## Rows from a pointing dataset
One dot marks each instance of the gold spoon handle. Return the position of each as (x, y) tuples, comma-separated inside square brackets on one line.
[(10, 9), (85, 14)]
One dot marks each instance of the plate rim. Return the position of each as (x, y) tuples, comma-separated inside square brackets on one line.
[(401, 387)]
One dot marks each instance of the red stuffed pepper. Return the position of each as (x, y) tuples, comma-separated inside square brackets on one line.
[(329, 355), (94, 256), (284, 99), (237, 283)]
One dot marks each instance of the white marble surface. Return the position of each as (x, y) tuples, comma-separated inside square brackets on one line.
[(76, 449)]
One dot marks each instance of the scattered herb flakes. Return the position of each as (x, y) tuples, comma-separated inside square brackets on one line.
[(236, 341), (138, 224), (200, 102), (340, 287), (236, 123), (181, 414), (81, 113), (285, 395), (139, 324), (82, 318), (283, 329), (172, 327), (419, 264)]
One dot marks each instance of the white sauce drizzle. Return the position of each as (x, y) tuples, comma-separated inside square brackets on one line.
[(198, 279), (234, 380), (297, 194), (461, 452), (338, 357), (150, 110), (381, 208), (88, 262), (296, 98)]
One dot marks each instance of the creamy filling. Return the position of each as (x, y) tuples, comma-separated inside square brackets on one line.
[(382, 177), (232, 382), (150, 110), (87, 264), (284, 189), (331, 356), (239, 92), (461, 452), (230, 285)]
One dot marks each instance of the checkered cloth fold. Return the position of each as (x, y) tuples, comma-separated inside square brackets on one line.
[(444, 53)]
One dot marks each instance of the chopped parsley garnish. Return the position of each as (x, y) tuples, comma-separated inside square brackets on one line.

## SET EXERCISE
Print all of the items above verbatim, keeping each line unchanged and in its original order.

## EXERCISE ANSWER
One dot marks each instance of the gold spoon handle. Return the position of each as (x, y) tuples, comma-separated inside square brackets on one line.
[(10, 9), (85, 14)]
One dot marks each instance of the plate rim. Return the position of each as (x, y) tuples, comma-separated inside square brackets on one line.
[(401, 387)]
One dot marks each instance of the red stuffed pepper. Return the position of each as (x, y) tuples, comma-separated inside square brackets on one line.
[(329, 355), (94, 256), (284, 99), (237, 283)]
One dot marks each instance of the white marble surface. Return the position of each as (x, y) tuples, comma-separated inside square brackets on one line.
[(76, 449)]
One dot marks each instance of the scattered herb flakes. Return the position of each as (x, y) tuples, comma-separated inside square brackets on one line.
[(236, 341), (138, 224), (200, 102), (340, 287), (236, 123), (181, 414), (81, 113), (285, 395), (139, 324), (82, 318), (283, 329), (172, 327), (419, 264)]
One dot marks each instance of the white sauce drizzle. Return the position of each as (x, y) tuples, comma-separated inside square brackets on one line.
[(198, 279), (234, 380), (297, 194), (461, 452), (338, 357), (150, 110), (381, 208), (88, 262), (296, 98)]
One dot marks each instance of the creamy filling. Return the position of each as (x, y) tuples, comma-separated inside square brackets on one line.
[(382, 177), (232, 382), (150, 110), (87, 264), (284, 189), (331, 356), (239, 92), (461, 452), (230, 285)]
One dot marks each instance of the checkered cloth fold. Return the position of each as (x, y) tuples, comma-separated inside square brackets on one line.
[(444, 53)]
One dot marks each instance of the chopped parsley garnish. Return the position of each as (x, y) tuples, comma-separated inside square brackets on one line.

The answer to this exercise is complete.